• Exercise objective
Copy out everything in the items below from the line containing "Note: for this drill we locate the orange" down to the line containing "(1498, 233)", with both of those lines included.

------ Data lines ------

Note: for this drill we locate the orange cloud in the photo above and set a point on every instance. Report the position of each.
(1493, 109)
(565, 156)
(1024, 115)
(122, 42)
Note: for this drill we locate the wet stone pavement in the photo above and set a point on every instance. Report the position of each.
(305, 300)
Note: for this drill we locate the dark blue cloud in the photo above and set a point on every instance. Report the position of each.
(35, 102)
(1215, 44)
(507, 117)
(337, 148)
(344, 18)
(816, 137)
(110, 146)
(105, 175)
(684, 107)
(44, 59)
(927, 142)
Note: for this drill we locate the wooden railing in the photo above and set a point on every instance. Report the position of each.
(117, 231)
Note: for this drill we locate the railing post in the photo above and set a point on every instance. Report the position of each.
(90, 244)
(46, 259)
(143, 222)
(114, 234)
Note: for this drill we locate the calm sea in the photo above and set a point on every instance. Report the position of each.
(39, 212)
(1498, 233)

------
------ Data lines ------

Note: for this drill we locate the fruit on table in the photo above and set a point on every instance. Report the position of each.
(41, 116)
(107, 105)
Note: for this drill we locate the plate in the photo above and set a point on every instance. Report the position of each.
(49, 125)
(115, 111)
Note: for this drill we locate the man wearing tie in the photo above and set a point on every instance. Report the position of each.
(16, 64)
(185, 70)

------

• Output of the exercise
Note: for this drill we locate the orange cloud in the photo above and set a point on every instance. Report the position of each.
(1493, 109)
(565, 156)
(1024, 115)
(122, 42)
Note: for this drill we locate the wet stone pavement in the photo above and set a point on every instance. Report the position of each.
(305, 300)
Note: for this drill we locate the dark blue cloud in the photo above and set a point on every instance. Report the position of each.
(35, 102)
(1215, 44)
(507, 117)
(337, 148)
(344, 18)
(816, 137)
(110, 146)
(105, 175)
(684, 107)
(44, 59)
(927, 142)
Note: for this drill we locate the wooden railing in the photo above and set a point on every instance. Report the position of each.
(117, 231)
Note: for this drill we locate the railing post in the photo above and set a point on every instance. Report the position of each.
(90, 244)
(46, 259)
(143, 222)
(114, 234)
Note: for this drill we locate the calm sea in the photo above and set a point on every instance. Report the position of each.
(39, 212)
(1498, 233)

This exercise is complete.